== AUFGABENSTELLUNG ==
1/ Stimmen die folgenden Aussagen mit der Rede zur Rentenbesteuerung überein? Antworten Sie jeweils mit Ja oder Nein und zitieren Sie die entscheidenden Worte der Rede wörtlich: (a) Das Bundesverfassungsgericht erklärte 2002 die Besteuerung der gesetzlichen Rentenversicherung für verfassungswidrig. (b) Die Neuregelung wurde mit dem Alterseinkünftegesetz zum 1. Januar 2006 umgesetzt. (c) Der Grundfreibetrag lag im Jahr 2005 bei 7 664 Euro.
2/ Setzen Sie die Rede zur Rentenbesteuerung im Anschluss an ihren letzten Satz fort.

== LESETEXT ==
■ ■ ■ ■ ■
Rede zur Rentenbesteuerung

Herr Präsident! Liebe Kolleginnen und Kollegen! Mit dem Urteil des Bundesverfassungsgerichts aus dem Jahr 2002 wurde die Besteuerung der gesetzlichen Rentenversicherung für verfassungswidrig erklärt. Das Bundesverfassungsgericht forderte den Gesetzgeber auf, zum 1. Januar 2005 eine Neuregelung der Besteuerung der Renten vorzunehmen. Dies wurde mit dem Alterseinkünftegesetz zum 1. Januar 2005 umgesetzt.

Bis zu diesem Zeitpunkt war der zu versteuernde Ertragsanteil, abhängig vom Alter des Bezugsberechtigten, zum Zeitpunkt des Renteneintritts auf 27 bis 35 Prozent festgelegt. Ein Rentner mit 1 000 Euro Rente musste also 270 bis 350 Euro der Besteuerung unterwerfen. Aufgrund des damaligen Grundfreibetrags von 7 664 Euro im Jahr 2005 wurden Renten bis zu einer Gesamthöhe von monatlich 1 825 Euro steuerlich nicht veranlagt.
■ ■ ■ ■ ■
== DATENAUSZÜGE ==
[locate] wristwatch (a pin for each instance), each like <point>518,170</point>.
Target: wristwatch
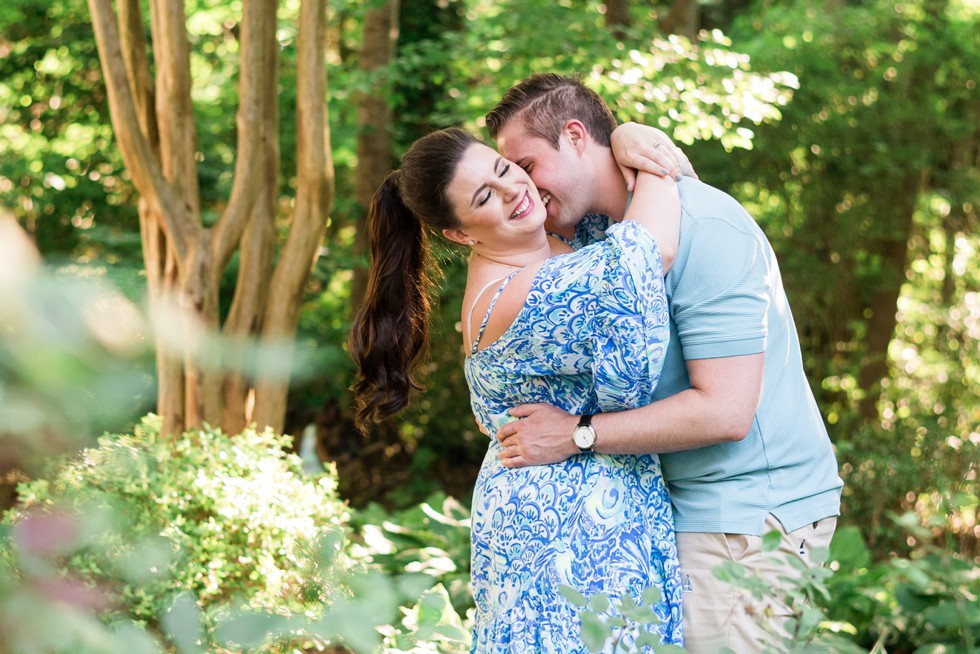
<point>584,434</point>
■ ■ ■ ■ ■
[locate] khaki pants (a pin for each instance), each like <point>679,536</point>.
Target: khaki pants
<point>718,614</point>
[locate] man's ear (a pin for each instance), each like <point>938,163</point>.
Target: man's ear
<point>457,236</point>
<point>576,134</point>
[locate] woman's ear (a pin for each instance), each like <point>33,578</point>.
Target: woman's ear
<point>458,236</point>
■ ■ ■ ■ ■
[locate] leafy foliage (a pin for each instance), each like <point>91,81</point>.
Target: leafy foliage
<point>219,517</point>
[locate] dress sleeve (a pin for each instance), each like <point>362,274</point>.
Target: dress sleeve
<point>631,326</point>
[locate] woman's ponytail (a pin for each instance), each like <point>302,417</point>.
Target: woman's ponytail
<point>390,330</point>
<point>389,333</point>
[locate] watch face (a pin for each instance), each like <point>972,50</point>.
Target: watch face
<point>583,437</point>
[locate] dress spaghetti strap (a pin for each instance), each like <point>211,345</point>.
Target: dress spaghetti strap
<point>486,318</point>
■ ■ ■ ■ ■
== LÖSUNGEN ==
1/
(a) Ja: „Mit dem Urteil des Bundesverfassungsgerichts aus dem Jahr 2002 wurde die Besteuerung der gesetzlichen Rentenversicherung für verfassungswidrig erklärt.“
(b) Nein: „Dies wurde mit dem Alterseinkünftegesetz zum 1. Januar 2005 umgesetzt.“
(c) Ja: „Aufgrund des damaligen Grundfreibetrags von 7 664 Euro im Jahr 2005“

2/
Zusätzlich blieben die Arbeitgeberbeiträge zur gesetzlichen Rentenversicherung beim Arbeitnehmer gänzlich steuerfrei. Diese steuerfreien Arbeitgeberbeiträge waren übrigens auch der Grund dafür, dass das Bundesverfassungsgericht in seinem Urteil aus dem Jahr 2002 Verfassungswidrigkeit festgestellt hat. Es erfolgte nämlich nach Ansicht des Bundesverfassungsgerichts eine unterschiedliche Behandlung der Besteuerung der Beamtenpensionen und der Besteuerung der Renten aus der gesetzlichen Rentenversicherung. Nach dem Gleichheitsgrundsatz war das verfassungswidrig.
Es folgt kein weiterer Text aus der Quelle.